- DIRECTIONS
1. In the text on sebaceous gland disorders, what happens to an enlarged pore with deep cleansing?
2. Reproduce the text on sebaceous gland disorders from "Disorders of the" to "pimples, and blemishes." word for word.

Disorders of the sebaceous glands

Oily skin

Oily skin is characterized by an over production of sebum (oil). A Combination of factors contribute to oily skin. These factors may be, hormone imbalance or a change in hormone levels, and hot, humid climates which may stimulate the sebaceous glands to produce more sebum. The oily skin has enlarged pores (follicles) that may be filled with dirt, dead tissue and sebum. Oily skin is more prone to pimples and blemishes. At the Skin Studio our goal is to educate our clients on proper home care and perform in-Studio treatments that will help regulate sebaceous glands and minimize clogged pores, pimples, and blemishes.

Enlarged Pores

Pores generally become enlarged because blackheads, sebum (oil) deposits, dead cells, makeup and other debris fill and stretch the pores. Enlarged pores cannot be made smaller, however, with deep cleansing the pore will tighten and appear smaller leaving them less noticeable.

Recorded data
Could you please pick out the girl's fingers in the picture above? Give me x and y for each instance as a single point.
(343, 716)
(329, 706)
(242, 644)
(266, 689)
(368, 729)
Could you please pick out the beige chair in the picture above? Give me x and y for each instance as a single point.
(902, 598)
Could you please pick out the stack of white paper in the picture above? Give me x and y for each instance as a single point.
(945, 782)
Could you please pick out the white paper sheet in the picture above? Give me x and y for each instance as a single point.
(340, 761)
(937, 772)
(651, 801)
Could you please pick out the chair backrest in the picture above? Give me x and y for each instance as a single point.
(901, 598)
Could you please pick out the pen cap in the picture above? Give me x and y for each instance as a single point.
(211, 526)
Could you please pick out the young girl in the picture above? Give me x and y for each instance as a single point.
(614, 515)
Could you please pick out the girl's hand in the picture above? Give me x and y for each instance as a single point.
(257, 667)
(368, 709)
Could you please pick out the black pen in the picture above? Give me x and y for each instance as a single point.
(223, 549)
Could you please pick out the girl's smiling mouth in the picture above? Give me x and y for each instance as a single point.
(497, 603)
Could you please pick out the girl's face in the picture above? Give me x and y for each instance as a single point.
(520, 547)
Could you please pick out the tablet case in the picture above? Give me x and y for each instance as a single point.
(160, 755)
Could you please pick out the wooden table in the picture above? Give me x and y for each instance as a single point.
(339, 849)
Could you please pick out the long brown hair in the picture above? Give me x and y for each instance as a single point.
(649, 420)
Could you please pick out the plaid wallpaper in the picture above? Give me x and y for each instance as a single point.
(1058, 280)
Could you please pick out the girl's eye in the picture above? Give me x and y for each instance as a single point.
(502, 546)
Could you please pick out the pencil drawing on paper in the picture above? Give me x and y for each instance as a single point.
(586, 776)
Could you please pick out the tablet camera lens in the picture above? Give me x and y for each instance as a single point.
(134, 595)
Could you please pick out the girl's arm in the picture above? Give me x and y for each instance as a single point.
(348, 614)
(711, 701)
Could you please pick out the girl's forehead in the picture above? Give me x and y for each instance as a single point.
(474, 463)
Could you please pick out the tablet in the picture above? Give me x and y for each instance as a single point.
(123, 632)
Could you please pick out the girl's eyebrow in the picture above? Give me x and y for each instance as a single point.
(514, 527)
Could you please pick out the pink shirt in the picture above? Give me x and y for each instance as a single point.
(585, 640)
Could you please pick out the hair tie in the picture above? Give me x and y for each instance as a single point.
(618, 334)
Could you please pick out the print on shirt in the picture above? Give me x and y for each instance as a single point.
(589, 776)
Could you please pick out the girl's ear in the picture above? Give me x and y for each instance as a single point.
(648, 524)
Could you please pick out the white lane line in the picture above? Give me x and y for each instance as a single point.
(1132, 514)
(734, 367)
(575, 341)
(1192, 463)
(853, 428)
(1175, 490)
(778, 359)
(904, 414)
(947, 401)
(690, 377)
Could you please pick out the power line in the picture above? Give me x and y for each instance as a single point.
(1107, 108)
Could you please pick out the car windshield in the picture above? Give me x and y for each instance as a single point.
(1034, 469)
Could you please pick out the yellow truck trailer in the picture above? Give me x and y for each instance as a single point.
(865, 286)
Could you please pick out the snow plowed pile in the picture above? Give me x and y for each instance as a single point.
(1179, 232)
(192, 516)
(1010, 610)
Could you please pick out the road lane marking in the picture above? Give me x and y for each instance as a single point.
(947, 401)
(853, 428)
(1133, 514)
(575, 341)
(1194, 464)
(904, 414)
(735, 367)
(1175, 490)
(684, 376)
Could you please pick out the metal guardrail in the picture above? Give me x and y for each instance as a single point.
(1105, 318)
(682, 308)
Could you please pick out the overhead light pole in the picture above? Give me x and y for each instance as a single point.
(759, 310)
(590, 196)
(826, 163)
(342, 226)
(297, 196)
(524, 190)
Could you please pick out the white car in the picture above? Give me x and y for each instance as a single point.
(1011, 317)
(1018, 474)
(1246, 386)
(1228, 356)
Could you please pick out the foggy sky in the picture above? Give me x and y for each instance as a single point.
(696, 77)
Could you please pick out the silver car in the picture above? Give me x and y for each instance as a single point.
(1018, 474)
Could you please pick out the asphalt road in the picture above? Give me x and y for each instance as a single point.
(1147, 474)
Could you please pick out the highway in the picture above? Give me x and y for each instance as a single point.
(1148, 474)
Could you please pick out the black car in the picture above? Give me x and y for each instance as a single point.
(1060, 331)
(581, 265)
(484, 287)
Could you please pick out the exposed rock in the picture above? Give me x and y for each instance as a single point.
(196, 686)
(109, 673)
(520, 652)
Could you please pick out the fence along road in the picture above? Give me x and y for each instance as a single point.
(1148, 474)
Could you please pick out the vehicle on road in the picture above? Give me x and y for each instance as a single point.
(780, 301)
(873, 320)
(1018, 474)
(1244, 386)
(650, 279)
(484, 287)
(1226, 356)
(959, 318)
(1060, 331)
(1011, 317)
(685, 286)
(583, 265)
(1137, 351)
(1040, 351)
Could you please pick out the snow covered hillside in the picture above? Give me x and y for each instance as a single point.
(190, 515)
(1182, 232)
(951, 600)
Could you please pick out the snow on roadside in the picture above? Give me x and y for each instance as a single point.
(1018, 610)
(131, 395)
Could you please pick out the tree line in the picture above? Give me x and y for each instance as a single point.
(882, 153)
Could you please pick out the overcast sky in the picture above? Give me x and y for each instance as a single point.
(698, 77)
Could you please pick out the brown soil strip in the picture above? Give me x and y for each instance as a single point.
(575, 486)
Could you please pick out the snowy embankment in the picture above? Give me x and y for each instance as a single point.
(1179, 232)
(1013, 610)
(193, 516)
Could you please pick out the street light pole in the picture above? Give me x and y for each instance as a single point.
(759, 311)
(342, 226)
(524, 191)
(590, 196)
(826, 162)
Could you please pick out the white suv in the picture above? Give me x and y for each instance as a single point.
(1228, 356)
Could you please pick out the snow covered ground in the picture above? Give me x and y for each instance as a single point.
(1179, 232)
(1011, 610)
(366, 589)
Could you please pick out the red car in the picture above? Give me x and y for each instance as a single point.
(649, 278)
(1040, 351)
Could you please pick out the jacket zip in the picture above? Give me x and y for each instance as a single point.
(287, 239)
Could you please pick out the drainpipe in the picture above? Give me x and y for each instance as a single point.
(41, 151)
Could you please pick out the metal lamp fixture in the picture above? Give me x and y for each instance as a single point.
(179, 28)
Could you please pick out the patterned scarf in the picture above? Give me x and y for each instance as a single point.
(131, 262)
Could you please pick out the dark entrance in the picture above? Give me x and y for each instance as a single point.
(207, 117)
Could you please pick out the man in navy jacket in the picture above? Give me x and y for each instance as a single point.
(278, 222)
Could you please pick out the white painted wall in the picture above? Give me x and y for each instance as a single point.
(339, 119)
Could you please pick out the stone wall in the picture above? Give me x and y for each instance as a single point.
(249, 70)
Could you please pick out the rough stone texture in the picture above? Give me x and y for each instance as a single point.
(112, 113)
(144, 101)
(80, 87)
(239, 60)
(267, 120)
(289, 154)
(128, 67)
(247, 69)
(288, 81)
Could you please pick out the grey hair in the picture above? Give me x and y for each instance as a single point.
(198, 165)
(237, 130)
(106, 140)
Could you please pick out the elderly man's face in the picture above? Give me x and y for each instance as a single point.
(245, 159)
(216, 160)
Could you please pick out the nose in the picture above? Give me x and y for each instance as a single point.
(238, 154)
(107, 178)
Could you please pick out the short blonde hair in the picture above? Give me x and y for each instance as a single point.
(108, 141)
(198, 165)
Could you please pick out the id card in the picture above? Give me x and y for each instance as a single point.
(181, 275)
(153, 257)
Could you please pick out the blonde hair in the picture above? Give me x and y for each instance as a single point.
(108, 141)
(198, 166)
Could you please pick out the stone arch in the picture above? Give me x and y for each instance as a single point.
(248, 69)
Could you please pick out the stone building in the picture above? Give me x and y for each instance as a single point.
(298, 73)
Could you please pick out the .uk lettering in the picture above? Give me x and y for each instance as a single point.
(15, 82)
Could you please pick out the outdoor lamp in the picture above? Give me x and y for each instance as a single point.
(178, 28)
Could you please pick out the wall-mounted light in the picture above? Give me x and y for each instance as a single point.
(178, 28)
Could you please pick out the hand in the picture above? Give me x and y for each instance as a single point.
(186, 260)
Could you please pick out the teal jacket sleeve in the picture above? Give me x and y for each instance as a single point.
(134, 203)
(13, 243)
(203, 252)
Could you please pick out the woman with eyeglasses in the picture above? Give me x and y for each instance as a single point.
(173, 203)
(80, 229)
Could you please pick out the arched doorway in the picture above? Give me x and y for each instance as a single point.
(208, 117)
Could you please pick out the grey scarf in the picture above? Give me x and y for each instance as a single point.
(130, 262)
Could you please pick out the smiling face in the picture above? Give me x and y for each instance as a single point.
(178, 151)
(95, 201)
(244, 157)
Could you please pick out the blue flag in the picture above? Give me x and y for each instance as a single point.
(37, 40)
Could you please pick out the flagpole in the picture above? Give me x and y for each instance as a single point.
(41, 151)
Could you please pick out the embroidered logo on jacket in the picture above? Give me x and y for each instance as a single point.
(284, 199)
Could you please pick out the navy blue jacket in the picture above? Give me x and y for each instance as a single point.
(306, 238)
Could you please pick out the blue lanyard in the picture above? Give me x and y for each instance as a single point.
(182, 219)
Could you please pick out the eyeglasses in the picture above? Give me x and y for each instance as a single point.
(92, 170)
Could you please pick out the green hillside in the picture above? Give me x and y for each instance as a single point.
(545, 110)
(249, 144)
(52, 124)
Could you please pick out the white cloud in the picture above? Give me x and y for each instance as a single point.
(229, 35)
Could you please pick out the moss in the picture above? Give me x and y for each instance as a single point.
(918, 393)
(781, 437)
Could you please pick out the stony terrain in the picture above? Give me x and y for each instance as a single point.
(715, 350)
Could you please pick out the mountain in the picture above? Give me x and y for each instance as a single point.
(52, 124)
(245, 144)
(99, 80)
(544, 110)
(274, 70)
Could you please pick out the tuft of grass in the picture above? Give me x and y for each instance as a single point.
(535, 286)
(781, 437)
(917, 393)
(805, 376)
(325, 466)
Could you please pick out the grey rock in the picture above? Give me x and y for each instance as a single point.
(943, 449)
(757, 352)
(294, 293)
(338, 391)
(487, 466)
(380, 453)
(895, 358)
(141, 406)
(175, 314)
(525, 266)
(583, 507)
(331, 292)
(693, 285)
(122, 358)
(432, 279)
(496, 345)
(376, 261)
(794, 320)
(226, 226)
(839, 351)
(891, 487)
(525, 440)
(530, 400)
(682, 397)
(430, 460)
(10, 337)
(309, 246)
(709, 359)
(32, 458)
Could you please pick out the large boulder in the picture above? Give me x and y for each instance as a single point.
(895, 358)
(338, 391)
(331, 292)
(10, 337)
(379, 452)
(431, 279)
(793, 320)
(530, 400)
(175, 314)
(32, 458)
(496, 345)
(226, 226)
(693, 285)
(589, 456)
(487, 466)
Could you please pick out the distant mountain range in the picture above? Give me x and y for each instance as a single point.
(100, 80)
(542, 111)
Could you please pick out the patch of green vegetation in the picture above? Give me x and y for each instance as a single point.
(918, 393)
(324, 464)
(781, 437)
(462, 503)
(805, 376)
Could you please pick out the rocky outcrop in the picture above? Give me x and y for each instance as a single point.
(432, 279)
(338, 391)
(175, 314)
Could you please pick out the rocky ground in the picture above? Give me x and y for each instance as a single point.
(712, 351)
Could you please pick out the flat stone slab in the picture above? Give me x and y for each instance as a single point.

- TASK ANSWERS
1. The pore tightens and appears smaller, so it is less noticeable.

2.
Disorders of the sebaceous glands

Oily skin

Oily skin is characterized by an over production of sebum (oil). A Combination of factors contribute to oily skin. These factors may be, hormone imbalance or a change in hormone levels, and hot, humid climates which may stimulate the sebaceous glands to produce more sebum. The oily skin has enlarged pores (follicles) that may be filled with dirt, dead tissue and sebum. Oily skin is more prone to pimples and blemishes. At the Skin Studio our goal is to educate our clients on proper home care and perform in-Studio treatments that will help regulate sebaceous glands and minimize clogged pores, pimples, and blemishes.